What you have to do>
Continue the passage on measuring the left-right asymmetry in Møller scattering, picking up after its last sentence.

Given text>
========================
For fixed target experiments, the asymmetry in (\ref{eq:treeA}) is very
small because of the tiny $G_\mu Q^2$ factor and (to a lesser extent) the
$1-4\sin^2\theta_W$ suppression factor. Employing a $Z$ pole value,
$\sin^2\theta_W=0.2314$, and choosing $y=1/2$ where the asymmetry is
maximal, one finds (for $100\%$ beam polarization, $P_e=1$) the tree level
prediction
\begin{equation}
A_{LR}(e^-e^-\to e^-e^-) \approx 6\times 10^{-9}
(E_{\rm beam}/1 {\rm GeV})
\end{equation}
That small an asymmetry may at first sight appear impossible to measure. An
experimental group has, however, taken up the challenge and studied the
possibility of such a measurement \cite{expMoller}. They envision using the
SLAC 50 GeV beam (such that $A_{LR}^{\rm tree}\approx 3\times
10^{-7}$) and operating
with very high, well monitored polarization $\left|P_e\right| \gtrsim 0.8$.
They estimate
that using a thick hydrogen target, a statistical precision of $\pm
10^{-8}$ in $A_{LR}$ is achievable in a 3 month run.  That corresponds to
an accuracy of $\pm 3\%$ of the standard model tree level prediction
and a determination of $\sin^2\theta_W$ to $\pm 0.0006$.
Keeping systematic uncertainties at or
below that level is difficult, but its
technical feasibility has been experimentally demonstrated.
Indeed, the experimental feasability study suggests that a measurement of
$A_{LR}$ with a total error of $\pm 1.4 \times 10^{-8}$ is possible.

The number of scattering events required for a $10^{-8}$ statistical
accuracy is very large, $\sim 10^{16}$.  However, such a large data set
requirement is not so daunting when one considers the gigantic cross-section
in M\o ller scattering at low $Q^2$. (A realistic experiment at SLAC would
have $\langle Q^2 \rangle \approx 0.02 \,{\rm GeV}^2$.)

A measurement of $\Delta A_{LR}$ to $\pm 1.4\times 10^{-8}$
is only useful if one
knows the standard model prediction to that level of certainty. Such
precision requires the inclusion of quantum loop effects.  Indeed, because
the tree level prediction is suppressed by $1-4\sin^2\theta_W$, one
anticipates that the relative size of one loop contributions without such a
suppression factor will be quite big and that indeed turns out to be the
case. In section \ref{sec:RadCor},
we present the complete one loop radiative corrections
to $A_{LR}$ and show that they reduce the standard model prediction by
about 40\%. That reduction results mainly from $\gamma-Z$ mixing via
hadronic vacuum polarization effects. Hadronic loops necessarily entail
theoretical uncertainty. However, we show that the uncertainty is
conservatively at the $\pm 10^{-8}$ level in the experiment under
discussion and thus well matched to envisioned experimental errors. We
describe how the theoretical uncertainty could be further reduced by future
studies.  We also show how the reduction in $A_{LR}$ can be viewed as the
running of $\sin^2\theta_W(q^2)$ as $q^2$ varies from $m_Z^2$ to
$|q^2|\approx 0.02$ ${\rm GeV}^2$
which is of relevance for M\o ller scattering in the
planned fixed target experiment.
========================
Given material>

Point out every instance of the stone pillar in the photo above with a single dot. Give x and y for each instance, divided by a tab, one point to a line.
========================
Response below>
As a byproduct of our study, we also show that the electron-electron
parity violating neutral current interaction is similarly reduced by
about 40\% with respect to tree level expectations.

Given the possibility of measuring $\Delta A_{LR}$ to $\pm 1.4\times
10^{-8}$, one can also ask what ``new physics'' would be probed?
Also, how does such a measurement compare with other precision
studies, such as Atomic Parity Violation which has already reached the
1-2\% level and where further improvement is anticipated?  To
illustrate the utility of polarized $e^-e^-$ scattering, we examine in
Section \ref{sec:NewPhys} several ``new physics'' scenarios such as
effects of $Z^\prime$ bosons, S, T, U, V, W and X loop effects, and
constraints on an anomalous electron anapole moment.  The potential of
a $\pm 1.4\times 10^{-8}$ measurement of $A_{LR}$ is compared with
various other precision electroweak experiments, particularly atomic
parity violation.

In Section \ref{sec:Sum}, we summarize our conclusions and comment on
possible future expectations.

\section{One loop electroweak radiative corrections}
\label{sec:RadCor}
Specification of the one loop radiative corrections to $A_{LR} (e^-e^-)$
requires that we properly define the renormalized parameters that are used
in the tree level expression.  Our prescription is fairly conventional. We
choose $G_\mu$ defined by the muon lifetime formula~\cite{beh56,kin59}
\begin{eqnarray}
\tau^{-1}_\mu &=& {G_\mu^2 m_\mu^5\over 192\pi^3}
f\left( {m_e^2\over m_\mu^2} \right) \left( 1+ {3\over 5}{m_\mu^2\over
m_W^2} \right)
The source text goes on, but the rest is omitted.